→ **Text section**
- Opening Delimiter -
🪄 Geofencing for Hyper-Targeted Marketing

PLUS: Why Do Customers REALLY Buy?

Hey,

The Spells Master is back!

Welcome to the 130th issue.

Today's topics:

  1. Geofencing for Hyper-Targeted Marketing

  2. A tool to Find Cheaper Alternatives Of Expensive Products

  3. One recommended video on Why Do Customers REALLY Buy?

Geofencing for Hyper-Targeted Marketing

According to Wikipedia, Geofencing is a virtual perimeter for a real-world geographic area.

A geofence can be dynamically generated (as in a radius around a point location) or match a predefined set of boundaries (such as school zones or neighborhood boundaries).

There is a difference between Geofencing and Geotargeting. Geotargeting targets a specific location. Your ads will show up in that particular area if the user is in that area. Once they are outside of that location, they won't see the ads. Geofencing is when you build an audience of whoever visits a particular area using their device id and then you can target them wherever they go. On top of that you can do IP Targeting so you can make device id to a particular IP and then you can target everyone who uses that IP. This is useful for targeting influencers who live together to create content like the Sway House.
- Closing Delimiter -
→ **Parts of the exercise**
**1)** Summarize the geofencing newsletter in two sentences.
**2)** Output the part of the geofencing newsletter that opens with the words containing "A geofence can" and closes with "the Sway House.".
The data that follow come from a separate source.

→ **Extracted entries**
- Opening Delimiter -
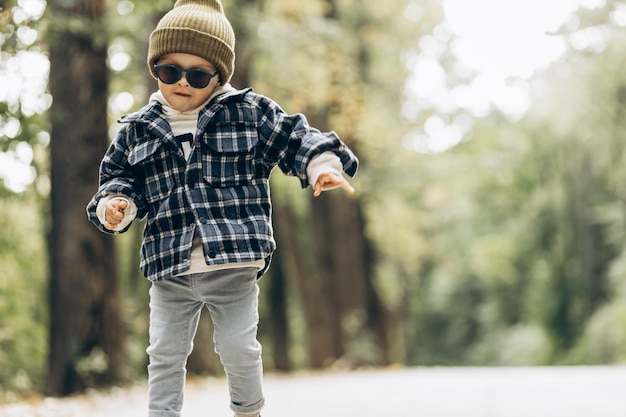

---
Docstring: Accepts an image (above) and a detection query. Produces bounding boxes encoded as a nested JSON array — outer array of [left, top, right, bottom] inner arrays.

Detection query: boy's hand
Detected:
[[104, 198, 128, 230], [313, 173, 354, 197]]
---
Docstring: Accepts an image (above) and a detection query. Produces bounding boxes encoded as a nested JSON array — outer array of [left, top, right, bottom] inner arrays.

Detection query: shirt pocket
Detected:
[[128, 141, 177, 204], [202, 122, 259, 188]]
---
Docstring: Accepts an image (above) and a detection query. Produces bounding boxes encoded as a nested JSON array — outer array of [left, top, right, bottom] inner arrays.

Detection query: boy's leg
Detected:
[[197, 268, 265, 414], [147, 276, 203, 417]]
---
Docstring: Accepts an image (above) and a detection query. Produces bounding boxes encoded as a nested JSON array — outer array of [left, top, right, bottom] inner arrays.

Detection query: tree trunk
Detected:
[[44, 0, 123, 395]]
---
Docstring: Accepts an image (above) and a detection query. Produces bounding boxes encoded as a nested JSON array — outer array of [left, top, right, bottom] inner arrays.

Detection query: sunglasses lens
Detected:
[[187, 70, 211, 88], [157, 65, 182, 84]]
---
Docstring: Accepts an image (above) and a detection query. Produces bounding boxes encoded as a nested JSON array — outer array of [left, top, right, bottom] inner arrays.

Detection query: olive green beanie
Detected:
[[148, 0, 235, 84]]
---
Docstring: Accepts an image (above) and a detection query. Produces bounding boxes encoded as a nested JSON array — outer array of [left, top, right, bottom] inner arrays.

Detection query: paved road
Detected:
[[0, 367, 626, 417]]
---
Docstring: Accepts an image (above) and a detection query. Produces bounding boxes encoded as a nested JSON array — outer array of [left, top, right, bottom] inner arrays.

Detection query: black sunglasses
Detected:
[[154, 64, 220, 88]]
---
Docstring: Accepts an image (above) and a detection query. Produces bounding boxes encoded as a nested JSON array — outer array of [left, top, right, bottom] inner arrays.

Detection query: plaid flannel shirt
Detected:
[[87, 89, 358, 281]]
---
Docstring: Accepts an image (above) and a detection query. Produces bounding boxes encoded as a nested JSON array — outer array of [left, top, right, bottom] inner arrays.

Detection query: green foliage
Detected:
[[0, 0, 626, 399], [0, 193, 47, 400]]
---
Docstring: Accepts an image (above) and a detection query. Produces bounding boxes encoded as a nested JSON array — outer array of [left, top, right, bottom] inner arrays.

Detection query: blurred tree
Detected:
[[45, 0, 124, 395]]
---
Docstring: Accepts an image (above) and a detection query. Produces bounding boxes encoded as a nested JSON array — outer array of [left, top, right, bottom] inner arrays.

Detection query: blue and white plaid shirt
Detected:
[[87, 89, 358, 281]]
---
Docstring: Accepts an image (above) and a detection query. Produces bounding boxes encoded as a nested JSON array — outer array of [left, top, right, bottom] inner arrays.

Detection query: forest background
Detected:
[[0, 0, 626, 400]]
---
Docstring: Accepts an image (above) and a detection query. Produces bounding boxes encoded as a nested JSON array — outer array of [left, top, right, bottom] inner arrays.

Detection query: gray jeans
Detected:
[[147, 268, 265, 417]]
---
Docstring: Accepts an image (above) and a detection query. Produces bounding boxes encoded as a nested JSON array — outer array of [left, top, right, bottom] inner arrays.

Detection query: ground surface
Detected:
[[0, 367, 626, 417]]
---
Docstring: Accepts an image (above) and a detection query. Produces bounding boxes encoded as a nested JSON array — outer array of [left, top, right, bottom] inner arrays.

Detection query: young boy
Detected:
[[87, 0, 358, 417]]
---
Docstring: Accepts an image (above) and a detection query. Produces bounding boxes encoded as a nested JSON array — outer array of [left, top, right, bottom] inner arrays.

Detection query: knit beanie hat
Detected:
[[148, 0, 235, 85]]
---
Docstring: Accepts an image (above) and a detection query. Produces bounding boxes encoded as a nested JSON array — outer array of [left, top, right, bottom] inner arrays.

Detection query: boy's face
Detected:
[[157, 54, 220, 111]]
- Closing Delimiter -
→ **Numbered responses**
**1)** The 130th issue covers geofencing for hyper-targeted marketing, a tool for finding cheaper alternatives to expensive products, and a recommended video on why customers really buy. It defines geofencing as a virtual perimeter for a real-world area and contrasts it with geotargeting: geotargeting shows ads only to users inside an area, while geofencing builds an audience of visitors by device ID and targets them wherever they go.

**2)**
A geofence can be dynamically generated (as in a radius around a point location) or match a predefined set of boundaries (such as school zones or neighborhood boundaries).

There is a difference between Geofencing and Geotargeting. Geotargeting targets a specific location. Your ads will show up in that particular area if the user is in that area. Once they are outside of that location, they won't see the ads. Geofencing is when you build an audience of whoever visits a particular area using their device id and then you can target them wherever they go. On top of that you can do IP Targeting so you can make device id to a particular IP and then you can target everyone who uses that IP. This is useful for targeting influencers who live together to create content like the Sway House.